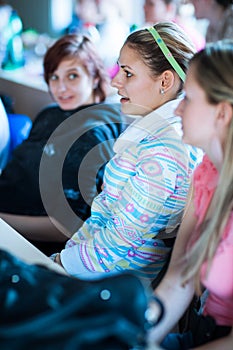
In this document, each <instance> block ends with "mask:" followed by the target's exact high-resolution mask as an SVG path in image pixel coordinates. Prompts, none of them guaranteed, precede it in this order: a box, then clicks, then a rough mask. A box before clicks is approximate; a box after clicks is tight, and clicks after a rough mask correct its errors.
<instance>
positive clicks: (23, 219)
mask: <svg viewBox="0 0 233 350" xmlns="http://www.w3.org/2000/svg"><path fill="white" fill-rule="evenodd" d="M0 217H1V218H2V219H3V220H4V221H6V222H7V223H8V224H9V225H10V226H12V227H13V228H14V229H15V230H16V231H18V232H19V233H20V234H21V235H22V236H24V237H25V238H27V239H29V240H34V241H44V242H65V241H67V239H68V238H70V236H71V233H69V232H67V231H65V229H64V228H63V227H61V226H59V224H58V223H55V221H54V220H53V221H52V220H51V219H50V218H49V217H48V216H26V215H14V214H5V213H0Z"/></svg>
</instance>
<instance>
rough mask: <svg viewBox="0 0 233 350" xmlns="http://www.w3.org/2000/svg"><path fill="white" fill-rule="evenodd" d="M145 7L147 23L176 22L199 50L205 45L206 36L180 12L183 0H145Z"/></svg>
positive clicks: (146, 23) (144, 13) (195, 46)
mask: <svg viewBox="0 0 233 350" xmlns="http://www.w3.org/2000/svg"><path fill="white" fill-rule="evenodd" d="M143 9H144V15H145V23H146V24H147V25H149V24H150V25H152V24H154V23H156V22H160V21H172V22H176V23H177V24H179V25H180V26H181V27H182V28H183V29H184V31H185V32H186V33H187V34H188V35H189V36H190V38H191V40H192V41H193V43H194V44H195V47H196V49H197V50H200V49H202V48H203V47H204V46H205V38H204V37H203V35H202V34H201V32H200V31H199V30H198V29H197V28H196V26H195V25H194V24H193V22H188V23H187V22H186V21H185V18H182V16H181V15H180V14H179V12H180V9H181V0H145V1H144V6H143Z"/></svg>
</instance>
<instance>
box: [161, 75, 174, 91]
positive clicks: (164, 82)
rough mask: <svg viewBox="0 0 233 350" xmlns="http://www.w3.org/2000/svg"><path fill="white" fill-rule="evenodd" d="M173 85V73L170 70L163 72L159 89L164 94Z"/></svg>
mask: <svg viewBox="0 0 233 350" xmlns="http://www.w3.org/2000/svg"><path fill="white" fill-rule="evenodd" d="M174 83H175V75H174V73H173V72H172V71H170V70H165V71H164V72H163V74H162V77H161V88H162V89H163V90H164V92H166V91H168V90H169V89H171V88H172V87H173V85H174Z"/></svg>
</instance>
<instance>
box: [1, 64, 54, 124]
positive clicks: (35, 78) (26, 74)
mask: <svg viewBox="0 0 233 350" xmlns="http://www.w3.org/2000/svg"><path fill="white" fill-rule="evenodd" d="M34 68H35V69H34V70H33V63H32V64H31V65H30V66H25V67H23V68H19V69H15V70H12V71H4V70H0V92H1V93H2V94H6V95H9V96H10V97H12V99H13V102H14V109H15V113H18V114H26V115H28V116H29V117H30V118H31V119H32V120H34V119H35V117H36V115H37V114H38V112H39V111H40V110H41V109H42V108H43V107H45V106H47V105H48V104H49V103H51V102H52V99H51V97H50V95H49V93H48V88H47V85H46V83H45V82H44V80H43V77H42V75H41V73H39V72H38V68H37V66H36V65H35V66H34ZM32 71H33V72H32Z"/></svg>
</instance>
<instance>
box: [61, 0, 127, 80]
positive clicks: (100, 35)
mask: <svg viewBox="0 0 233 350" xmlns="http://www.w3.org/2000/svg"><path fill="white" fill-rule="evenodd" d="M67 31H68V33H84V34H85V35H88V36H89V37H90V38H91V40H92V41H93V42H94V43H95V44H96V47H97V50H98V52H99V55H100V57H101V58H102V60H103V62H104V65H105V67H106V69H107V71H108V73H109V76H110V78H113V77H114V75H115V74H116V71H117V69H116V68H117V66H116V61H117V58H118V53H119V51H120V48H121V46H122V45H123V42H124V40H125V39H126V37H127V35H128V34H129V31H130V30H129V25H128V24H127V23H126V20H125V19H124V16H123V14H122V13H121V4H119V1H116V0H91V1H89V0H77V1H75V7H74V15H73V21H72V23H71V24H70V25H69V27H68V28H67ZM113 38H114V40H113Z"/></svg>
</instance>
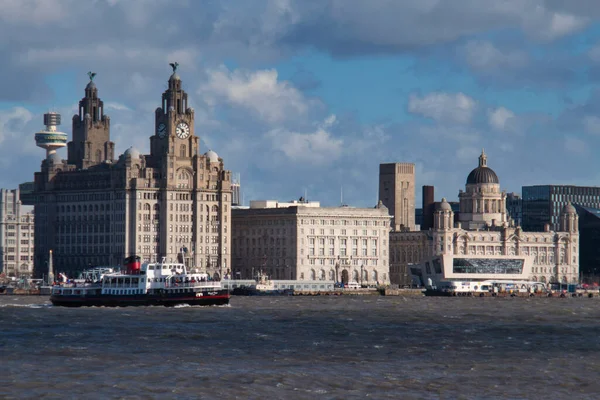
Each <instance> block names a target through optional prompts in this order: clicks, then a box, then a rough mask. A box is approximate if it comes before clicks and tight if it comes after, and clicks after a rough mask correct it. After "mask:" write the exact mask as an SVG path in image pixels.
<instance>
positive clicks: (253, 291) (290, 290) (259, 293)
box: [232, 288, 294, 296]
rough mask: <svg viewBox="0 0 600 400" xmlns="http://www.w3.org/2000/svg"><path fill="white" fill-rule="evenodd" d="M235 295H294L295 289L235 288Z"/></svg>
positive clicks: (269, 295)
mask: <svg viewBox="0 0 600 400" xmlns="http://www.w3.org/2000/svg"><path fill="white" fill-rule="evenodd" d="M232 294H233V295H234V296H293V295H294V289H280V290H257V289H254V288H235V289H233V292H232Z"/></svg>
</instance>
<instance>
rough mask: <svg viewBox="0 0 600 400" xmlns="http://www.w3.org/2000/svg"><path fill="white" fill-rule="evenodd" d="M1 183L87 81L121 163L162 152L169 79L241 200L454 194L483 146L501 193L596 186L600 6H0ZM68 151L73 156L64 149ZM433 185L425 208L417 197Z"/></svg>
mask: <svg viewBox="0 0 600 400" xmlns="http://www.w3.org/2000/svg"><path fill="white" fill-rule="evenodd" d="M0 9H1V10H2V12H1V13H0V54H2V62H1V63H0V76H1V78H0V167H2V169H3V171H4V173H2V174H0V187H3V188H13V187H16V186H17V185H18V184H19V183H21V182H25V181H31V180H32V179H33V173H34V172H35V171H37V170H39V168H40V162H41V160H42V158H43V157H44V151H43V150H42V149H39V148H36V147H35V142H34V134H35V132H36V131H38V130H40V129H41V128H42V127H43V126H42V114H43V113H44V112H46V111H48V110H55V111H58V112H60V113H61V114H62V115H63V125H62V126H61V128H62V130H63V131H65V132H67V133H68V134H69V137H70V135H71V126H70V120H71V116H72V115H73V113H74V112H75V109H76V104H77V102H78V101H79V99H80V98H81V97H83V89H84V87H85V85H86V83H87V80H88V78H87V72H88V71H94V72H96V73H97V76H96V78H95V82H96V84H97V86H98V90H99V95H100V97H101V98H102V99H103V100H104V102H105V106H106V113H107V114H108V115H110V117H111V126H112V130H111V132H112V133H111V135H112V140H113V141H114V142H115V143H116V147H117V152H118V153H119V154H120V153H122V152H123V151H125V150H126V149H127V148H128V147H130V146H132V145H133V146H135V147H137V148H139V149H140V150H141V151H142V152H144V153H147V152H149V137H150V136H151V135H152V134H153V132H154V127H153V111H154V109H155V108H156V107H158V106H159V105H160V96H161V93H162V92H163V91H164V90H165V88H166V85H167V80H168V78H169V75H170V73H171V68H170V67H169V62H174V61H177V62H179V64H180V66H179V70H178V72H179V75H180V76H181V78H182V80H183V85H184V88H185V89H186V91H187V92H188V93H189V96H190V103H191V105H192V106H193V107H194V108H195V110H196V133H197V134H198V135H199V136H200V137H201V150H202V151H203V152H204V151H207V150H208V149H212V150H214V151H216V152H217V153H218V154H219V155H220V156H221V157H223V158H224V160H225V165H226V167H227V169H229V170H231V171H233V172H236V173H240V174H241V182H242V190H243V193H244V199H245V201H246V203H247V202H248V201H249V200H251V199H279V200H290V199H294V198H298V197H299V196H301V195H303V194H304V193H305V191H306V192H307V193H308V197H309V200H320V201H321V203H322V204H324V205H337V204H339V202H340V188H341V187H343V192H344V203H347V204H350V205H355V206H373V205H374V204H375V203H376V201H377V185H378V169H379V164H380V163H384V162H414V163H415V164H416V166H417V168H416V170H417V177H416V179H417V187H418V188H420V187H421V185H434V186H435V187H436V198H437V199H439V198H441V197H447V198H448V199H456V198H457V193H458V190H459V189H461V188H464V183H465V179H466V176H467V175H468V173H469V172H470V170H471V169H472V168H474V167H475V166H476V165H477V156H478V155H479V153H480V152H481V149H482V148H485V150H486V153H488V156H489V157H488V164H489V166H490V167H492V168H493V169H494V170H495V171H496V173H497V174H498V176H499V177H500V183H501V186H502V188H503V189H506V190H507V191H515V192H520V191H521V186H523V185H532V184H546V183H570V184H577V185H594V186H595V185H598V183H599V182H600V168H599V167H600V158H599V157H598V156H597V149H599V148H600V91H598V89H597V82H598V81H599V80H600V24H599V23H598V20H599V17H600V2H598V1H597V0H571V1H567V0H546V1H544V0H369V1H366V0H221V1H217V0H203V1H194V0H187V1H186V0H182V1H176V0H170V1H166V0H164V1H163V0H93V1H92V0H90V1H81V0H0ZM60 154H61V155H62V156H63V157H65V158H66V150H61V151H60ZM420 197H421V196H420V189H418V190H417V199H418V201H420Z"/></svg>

● ● ● ● ● ● ●

ASSIGNMENT - Lines to set down from above: the line with "positive clicks: (164, 82)", the line with "box: [1, 64, 54, 124]", and every line between, each exactly as written.

YOUR SOLUTION -
positive clicks: (164, 82)
rough mask: <svg viewBox="0 0 233 350" xmlns="http://www.w3.org/2000/svg"><path fill="white" fill-rule="evenodd" d="M173 85V73L170 70L163 72L159 89L164 94Z"/></svg>
mask: <svg viewBox="0 0 233 350" xmlns="http://www.w3.org/2000/svg"><path fill="white" fill-rule="evenodd" d="M174 83H175V75H174V73H173V72H172V71H170V70H165V71H164V72H163V74H162V77H161V88H162V89H163V90H164V92H166V91H168V90H169V89H171V88H172V87H173V85H174Z"/></svg>
</instance>
<instance>
box: [1, 64, 54, 124]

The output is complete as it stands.